TEKS YANG DIBERIKAN:
★ ★ ★ ★ ★ ★ ★

Selasa, 29 Desember 2009

Persepsi Model Suka-Suka


Ibu saya tadi siang pergi jalan-jalan dengan kakak-adiknya. Pas pulang, beliau nggak cuma membawa sekotak nasi resto Jepang favorit saya, tapi juga oleh-oleh cerita paling lucu bin djayus yang pernah saya dengar. Begini transkripnya:

Siang hari, di salah satu depart. store tersohor di mall pusat kota Surabaya.

Kakak : “Dek, aku nemu celana bagus! Harganya seratus tiga,” tergopoh-gopoh
sambil menenteng celana hitam merk kelas atas .
Adik :”Oh,ya? Di mana? Mau, dong!.”
Kakak: “Itu, di keranjang sebelah kasir. Udah, ambil langsung bayar sekalian!,”

Ala semangat juang ‘45, adik tadi langsung ngambil tiga celana sekaligus. Lantas, ditaruhnya tepat di atas meja kasir. Ketika ditotal, dia sport jantung! Di komputer, tertera tiga ratus sembilan ribu rupiah. Ya, tiga digit nol di belakang angka 309.
Merasa ditipu mentah-mentah sang kakak, si adik langsung cancel semua pembayaran. Dia lari ke kakaknya sambil protes bak ibu-ibu demo gusuran rumah.
Adik:”He, apa itu?! Katamu harganya seratus tiga,”
Kaka:”Lho, bener, tho!. Maksudku seratus tiga ribu an. Kamu kira?”
Adik:”Seratus dapet tiga,”

★ ★ ★ ★ ★ ★ ★

BARIS YANG DIBERIKAN:
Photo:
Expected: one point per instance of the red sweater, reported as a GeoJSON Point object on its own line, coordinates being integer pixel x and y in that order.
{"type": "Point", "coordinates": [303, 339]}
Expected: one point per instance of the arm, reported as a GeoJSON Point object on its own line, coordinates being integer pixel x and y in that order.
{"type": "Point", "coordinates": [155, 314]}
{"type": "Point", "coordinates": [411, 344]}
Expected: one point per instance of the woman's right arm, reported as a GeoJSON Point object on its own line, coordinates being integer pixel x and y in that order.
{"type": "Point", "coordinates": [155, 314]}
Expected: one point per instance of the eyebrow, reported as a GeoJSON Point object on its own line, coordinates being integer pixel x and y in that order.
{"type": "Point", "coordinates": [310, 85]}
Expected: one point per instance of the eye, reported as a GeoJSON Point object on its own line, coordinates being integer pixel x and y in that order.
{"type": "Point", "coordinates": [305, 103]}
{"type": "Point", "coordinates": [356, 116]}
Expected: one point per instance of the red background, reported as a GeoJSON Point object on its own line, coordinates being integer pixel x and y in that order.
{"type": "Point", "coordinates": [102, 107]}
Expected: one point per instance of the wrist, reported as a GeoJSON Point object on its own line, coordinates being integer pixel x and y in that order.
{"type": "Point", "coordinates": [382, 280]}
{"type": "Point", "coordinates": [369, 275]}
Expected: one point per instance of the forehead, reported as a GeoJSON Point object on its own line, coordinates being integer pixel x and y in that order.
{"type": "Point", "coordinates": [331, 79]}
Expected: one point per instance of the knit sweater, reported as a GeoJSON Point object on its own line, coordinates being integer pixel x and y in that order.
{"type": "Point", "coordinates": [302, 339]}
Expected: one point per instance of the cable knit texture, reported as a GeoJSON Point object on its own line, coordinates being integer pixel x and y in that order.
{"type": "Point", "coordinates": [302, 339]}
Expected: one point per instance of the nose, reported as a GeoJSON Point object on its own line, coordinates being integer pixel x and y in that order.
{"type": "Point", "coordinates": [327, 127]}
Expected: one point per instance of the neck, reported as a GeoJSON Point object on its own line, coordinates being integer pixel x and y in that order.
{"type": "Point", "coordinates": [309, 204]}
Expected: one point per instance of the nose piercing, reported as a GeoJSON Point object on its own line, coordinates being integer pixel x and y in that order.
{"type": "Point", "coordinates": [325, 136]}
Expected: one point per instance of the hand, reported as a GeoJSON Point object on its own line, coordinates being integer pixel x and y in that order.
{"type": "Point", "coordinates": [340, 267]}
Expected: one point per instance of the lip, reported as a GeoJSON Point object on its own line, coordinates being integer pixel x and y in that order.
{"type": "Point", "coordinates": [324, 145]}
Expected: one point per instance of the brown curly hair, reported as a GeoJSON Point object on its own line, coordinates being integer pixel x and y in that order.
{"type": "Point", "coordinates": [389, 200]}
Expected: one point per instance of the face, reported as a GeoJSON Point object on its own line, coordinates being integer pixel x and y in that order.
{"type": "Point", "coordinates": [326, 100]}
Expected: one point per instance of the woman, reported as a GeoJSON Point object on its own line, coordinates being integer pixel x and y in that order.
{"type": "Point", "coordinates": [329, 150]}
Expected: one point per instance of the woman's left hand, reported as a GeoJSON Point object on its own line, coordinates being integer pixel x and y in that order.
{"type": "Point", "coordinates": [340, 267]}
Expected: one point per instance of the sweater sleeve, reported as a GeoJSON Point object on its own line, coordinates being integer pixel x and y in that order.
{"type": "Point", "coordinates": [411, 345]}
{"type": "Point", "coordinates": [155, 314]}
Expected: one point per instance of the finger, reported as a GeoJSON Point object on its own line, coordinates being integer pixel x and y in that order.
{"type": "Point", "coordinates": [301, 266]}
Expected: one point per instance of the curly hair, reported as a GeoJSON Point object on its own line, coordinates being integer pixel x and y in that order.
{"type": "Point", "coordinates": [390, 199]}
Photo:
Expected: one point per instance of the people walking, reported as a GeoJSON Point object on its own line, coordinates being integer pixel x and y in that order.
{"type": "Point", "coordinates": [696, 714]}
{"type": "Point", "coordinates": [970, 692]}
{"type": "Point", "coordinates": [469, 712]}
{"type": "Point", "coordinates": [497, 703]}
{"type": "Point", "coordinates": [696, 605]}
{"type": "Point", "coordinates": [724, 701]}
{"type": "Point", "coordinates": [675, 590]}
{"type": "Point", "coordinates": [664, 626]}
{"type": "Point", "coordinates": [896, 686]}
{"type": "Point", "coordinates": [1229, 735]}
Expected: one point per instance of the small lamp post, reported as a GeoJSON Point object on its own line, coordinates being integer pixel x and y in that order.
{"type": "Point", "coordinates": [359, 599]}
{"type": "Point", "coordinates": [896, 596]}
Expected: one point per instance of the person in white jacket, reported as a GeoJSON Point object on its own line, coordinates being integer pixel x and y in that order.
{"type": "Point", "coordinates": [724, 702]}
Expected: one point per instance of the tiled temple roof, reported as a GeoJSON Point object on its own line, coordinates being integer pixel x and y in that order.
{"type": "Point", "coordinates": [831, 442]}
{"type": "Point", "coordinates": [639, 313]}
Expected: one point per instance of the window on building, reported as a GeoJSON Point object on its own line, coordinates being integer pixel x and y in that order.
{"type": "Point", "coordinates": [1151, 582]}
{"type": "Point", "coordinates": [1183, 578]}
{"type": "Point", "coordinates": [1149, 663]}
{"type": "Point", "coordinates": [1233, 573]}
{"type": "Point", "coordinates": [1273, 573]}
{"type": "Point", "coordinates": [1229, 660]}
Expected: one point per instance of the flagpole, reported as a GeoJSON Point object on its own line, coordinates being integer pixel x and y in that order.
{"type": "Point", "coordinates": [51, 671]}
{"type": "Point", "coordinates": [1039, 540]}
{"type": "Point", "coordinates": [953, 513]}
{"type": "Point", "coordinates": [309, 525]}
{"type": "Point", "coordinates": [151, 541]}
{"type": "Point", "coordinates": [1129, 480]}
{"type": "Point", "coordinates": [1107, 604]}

★ ★ ★ ★ ★ ★ ★

SOAL: Menurut teks, berapa jumlah yang tertera di komputer kasir ketika tiga celana yang diambil si adik ditotal? Gunakan teks saja sebagai sumber jawaban.

JAWABAN SOAL INI: Tiga ratus sembilan ribu rupiah.